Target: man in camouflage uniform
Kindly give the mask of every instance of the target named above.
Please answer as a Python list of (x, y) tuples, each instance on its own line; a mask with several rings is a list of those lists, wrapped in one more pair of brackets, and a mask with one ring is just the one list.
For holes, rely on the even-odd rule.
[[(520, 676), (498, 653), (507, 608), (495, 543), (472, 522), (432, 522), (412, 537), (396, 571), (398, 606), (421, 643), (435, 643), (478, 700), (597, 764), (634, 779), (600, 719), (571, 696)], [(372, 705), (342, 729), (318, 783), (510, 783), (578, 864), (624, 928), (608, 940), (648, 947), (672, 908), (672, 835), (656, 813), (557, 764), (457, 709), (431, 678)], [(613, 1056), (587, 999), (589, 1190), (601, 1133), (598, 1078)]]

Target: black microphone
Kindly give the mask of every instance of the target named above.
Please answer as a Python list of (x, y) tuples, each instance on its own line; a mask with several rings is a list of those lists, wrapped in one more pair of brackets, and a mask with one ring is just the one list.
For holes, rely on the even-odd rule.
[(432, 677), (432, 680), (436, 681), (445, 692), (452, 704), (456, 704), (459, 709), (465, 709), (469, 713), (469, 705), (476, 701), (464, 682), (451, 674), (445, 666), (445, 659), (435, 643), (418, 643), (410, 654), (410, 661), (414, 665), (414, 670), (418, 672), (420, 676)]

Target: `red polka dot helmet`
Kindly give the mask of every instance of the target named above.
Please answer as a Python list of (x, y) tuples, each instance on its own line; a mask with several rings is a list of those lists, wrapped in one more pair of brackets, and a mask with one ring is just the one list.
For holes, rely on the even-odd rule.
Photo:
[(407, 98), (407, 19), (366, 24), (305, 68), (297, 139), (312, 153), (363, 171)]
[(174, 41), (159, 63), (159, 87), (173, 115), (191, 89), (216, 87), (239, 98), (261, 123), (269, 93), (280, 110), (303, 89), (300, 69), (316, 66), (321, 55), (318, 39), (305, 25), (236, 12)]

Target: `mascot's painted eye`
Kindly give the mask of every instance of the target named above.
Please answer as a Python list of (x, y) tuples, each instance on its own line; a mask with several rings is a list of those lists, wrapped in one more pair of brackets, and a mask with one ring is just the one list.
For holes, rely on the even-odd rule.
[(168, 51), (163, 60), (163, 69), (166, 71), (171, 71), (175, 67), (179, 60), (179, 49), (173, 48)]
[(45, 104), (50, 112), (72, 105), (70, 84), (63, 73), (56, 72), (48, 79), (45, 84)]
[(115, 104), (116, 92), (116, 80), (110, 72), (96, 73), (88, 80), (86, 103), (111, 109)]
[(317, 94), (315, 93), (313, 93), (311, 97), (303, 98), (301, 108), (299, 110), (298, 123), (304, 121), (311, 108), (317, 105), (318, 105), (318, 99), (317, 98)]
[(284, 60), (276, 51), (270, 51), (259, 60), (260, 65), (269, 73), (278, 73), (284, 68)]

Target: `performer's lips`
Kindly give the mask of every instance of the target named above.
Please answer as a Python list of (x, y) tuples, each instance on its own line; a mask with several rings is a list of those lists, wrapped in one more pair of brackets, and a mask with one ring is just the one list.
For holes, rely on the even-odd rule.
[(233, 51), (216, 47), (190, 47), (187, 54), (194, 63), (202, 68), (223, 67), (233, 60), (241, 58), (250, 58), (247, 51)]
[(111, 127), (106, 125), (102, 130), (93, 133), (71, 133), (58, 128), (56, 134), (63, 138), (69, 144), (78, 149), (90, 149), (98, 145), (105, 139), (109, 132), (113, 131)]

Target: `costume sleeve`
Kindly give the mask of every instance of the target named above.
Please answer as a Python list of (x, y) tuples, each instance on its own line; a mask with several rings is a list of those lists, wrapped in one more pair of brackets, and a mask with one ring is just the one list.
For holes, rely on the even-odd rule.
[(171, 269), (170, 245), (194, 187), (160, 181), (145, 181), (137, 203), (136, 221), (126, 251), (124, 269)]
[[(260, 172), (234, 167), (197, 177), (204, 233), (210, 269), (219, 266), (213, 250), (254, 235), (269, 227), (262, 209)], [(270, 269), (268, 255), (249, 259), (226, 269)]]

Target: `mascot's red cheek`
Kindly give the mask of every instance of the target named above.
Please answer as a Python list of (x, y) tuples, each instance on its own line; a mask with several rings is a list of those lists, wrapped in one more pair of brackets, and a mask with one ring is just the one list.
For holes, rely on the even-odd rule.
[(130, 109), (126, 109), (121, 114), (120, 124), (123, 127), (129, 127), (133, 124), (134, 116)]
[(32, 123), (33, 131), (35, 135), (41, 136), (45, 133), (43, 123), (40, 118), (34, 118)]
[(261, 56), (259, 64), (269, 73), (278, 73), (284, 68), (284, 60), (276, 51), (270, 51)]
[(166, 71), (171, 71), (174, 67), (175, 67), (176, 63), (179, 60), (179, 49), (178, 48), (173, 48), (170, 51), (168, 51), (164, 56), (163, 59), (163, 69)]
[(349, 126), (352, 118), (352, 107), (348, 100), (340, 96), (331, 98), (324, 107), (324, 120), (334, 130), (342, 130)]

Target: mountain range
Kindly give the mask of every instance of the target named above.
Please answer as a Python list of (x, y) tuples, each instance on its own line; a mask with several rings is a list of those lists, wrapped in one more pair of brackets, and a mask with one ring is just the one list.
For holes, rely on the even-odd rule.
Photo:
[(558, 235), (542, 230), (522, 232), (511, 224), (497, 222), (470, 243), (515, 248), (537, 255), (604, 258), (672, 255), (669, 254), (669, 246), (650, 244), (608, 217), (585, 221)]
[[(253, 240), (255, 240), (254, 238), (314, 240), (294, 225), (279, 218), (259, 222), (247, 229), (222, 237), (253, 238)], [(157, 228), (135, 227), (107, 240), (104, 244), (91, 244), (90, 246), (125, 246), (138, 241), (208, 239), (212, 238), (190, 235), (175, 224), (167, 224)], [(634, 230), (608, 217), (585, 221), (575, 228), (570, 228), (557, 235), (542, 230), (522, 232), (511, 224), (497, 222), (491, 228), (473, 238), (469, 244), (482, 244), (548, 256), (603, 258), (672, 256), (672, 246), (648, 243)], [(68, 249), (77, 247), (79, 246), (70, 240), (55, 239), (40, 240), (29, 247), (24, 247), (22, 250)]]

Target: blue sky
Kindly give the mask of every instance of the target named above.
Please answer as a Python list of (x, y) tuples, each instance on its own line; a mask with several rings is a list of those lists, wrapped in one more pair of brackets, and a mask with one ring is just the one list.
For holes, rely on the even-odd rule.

__What the exercise asks__:
Arrange every line of the items above as a numbered list, omitting the blank lines.

__Solution to the exercise__:
1. Target: man in camouflage uniform
2. Kindly give the mask of every instance of the target named above.
3. Please answer as a Python list of (x, y) tuples, each instance on its own line; a mask with several rings is a list of those lists, wrapped in one more pair of brackets, and a mask with one ring is just the one list.
4. For holes, rely on the even-odd rule.
5. [[(520, 676), (498, 653), (507, 608), (495, 543), (472, 522), (432, 522), (412, 537), (396, 571), (398, 606), (421, 643), (435, 643), (478, 700), (597, 764), (634, 779), (600, 719), (571, 696)], [(372, 705), (342, 729), (318, 783), (510, 783), (578, 864), (624, 928), (608, 940), (648, 947), (672, 908), (672, 835), (656, 813), (557, 764), (457, 709), (431, 678)], [(613, 1056), (587, 999), (589, 1190), (601, 1133), (598, 1078)]]
6. Target: black microphone
7. Kindly give the mask of every instance of the target named above.
8. Please answer as a Python list of (x, y) tuples, each instance on its own line; a mask with several rings is a list of those lists, wrapped in one more pair of brackets, and a mask with one ring is just the one list.
9. For holes, rely on the even-odd rule.
10. [(432, 677), (432, 680), (436, 681), (445, 692), (452, 704), (456, 704), (459, 709), (465, 709), (469, 713), (469, 705), (476, 701), (464, 682), (451, 674), (445, 666), (445, 659), (435, 643), (418, 643), (410, 654), (410, 661), (414, 665), (414, 670), (418, 672), (420, 676)]
11. Target: `red polka dot helmet`
12. Kindly give the mask of every instance of the target named above.
13. Please answer as a Python list of (x, y) tuples, each instance on its own line; a mask with several rings is a list of those lists, wrapped in one more pair of brackets, and a mask with one ring is just the one list.
14. For holes, rely on the even-odd rule.
15. Photo:
16. [(407, 98), (407, 19), (366, 24), (305, 68), (297, 139), (312, 153), (363, 171)]
17. [(174, 41), (159, 63), (159, 87), (173, 115), (191, 89), (216, 87), (239, 98), (261, 123), (269, 93), (280, 110), (303, 89), (300, 69), (316, 66), (321, 55), (318, 39), (305, 25), (236, 12)]
18. Target: `mascot's painted eye`
19. Kindly give the mask of every instance of the target named above.
20. Please answer as a Python list of (x, y) tuples, each instance on its own line; a mask with several rings is a list of those lists, wrapped in one more pair of brackets, and a mask with one ring is just the one list.
21. For holes, rely on the even-odd rule.
22. [(168, 51), (163, 60), (163, 69), (166, 71), (171, 71), (175, 67), (179, 60), (179, 49), (173, 48)]
23. [(45, 104), (50, 112), (72, 105), (70, 84), (63, 73), (56, 72), (48, 79), (45, 84)]
24. [(115, 104), (116, 92), (116, 80), (110, 72), (96, 73), (88, 80), (86, 103), (111, 109)]
25. [(317, 94), (315, 93), (313, 93), (311, 97), (303, 98), (301, 108), (299, 110), (298, 123), (304, 121), (311, 108), (317, 105), (318, 105), (318, 99), (317, 98)]
26. [(284, 60), (276, 51), (270, 51), (259, 60), (260, 65), (269, 73), (278, 73), (284, 68)]
27. Target: `performer's lips`
28. Kindly give the mask of every instance of the target named above.
29. Please answer as a Python list of (x, y) tuples, each instance on its own line; a mask with several rings is a list of those lists, wrapped in one more pair of brackets, and a mask with one ring is just the one list.
30. For holes, rely on the even-odd rule.
31. [(233, 51), (216, 47), (190, 47), (187, 54), (194, 63), (202, 68), (223, 67), (233, 60), (241, 58), (250, 58), (247, 51)]
32. [(111, 127), (106, 125), (102, 130), (93, 133), (71, 133), (58, 128), (56, 134), (63, 138), (69, 144), (78, 149), (90, 149), (98, 145), (105, 139), (109, 132), (113, 131)]
33. Target: `costume sleeve`
34. Kindly give the mask of every instance of the target named above.
35. Please answer as a Python list of (x, y) tuples, each instance on its own line; a mask with several rings is a list of those lists, wrapped in one more pair of brackets, and a mask with one ring is just the one list.
36. For holes, rely on the even-odd rule.
37. [(171, 269), (170, 245), (194, 187), (160, 181), (145, 181), (137, 203), (136, 221), (126, 251), (124, 269)]
38. [[(260, 172), (234, 167), (197, 177), (204, 233), (210, 269), (219, 266), (213, 250), (254, 235), (269, 227), (262, 209)], [(270, 269), (268, 255), (249, 259), (226, 269)]]
39. Target: `mascot's red cheek`
40. Kindly give the mask of every instance of the target named above.
41. Please answer as a Python list of (x, y) tuples, each instance on its own line; a mask with several rings is a list of those lists, wrapped in one more pair of brackets, and a mask with one ring is just the one list.
42. For holes, rely on the even-odd rule.
43. [(130, 109), (126, 109), (121, 114), (120, 124), (123, 127), (129, 127), (133, 124), (134, 116)]
44. [(32, 123), (33, 131), (35, 135), (41, 136), (45, 133), (43, 123), (40, 118), (34, 118)]
45. [(261, 56), (259, 64), (269, 73), (278, 73), (284, 68), (284, 60), (276, 51), (270, 51)]
46. [(166, 71), (171, 71), (174, 67), (175, 67), (176, 63), (179, 60), (179, 49), (178, 48), (173, 48), (170, 51), (168, 51), (164, 56), (163, 59), (163, 69)]
47. [(349, 126), (352, 118), (352, 107), (348, 100), (340, 96), (331, 98), (324, 107), (324, 120), (334, 130), (342, 130)]
48. Target: mountain range
49. Kindly give the mask of every instance of the target named above.
50. Please answer as a Python list of (x, y) tuples, each instance on its own line; a mask with several rings is a list of those lists, wrapped in one more pair of brackets, and a mask with one ring is just the one list.
51. For holes, rely on the even-odd rule.
52. Photo:
53. [(558, 235), (542, 230), (522, 232), (511, 224), (497, 222), (470, 243), (515, 248), (537, 255), (604, 258), (672, 255), (669, 254), (669, 246), (650, 244), (608, 217), (585, 221)]
54. [[(253, 240), (255, 240), (254, 238), (314, 240), (294, 225), (279, 218), (259, 222), (247, 229), (222, 237), (253, 238)], [(157, 228), (135, 227), (107, 240), (104, 244), (91, 244), (90, 246), (125, 246), (138, 241), (208, 239), (212, 238), (190, 235), (175, 224), (167, 224)], [(634, 230), (608, 217), (585, 221), (575, 228), (570, 228), (557, 235), (542, 230), (522, 232), (511, 224), (497, 222), (491, 228), (473, 238), (469, 244), (482, 244), (548, 256), (603, 258), (672, 256), (672, 246), (648, 243)], [(68, 249), (77, 247), (79, 246), (70, 240), (55, 239), (40, 240), (29, 247), (24, 247), (22, 250)]]
55. Target: blue sky
56. Kindly give the mask of every instance of the target named above.
57. Please answer as a Python list of (x, y) tuples, each instance on its own line; a mask with several rings is a list of those lists, wrapped in one more pair of brackets, and a mask with one ring is just the one list.
58. For holes, rely on the even-odd rule.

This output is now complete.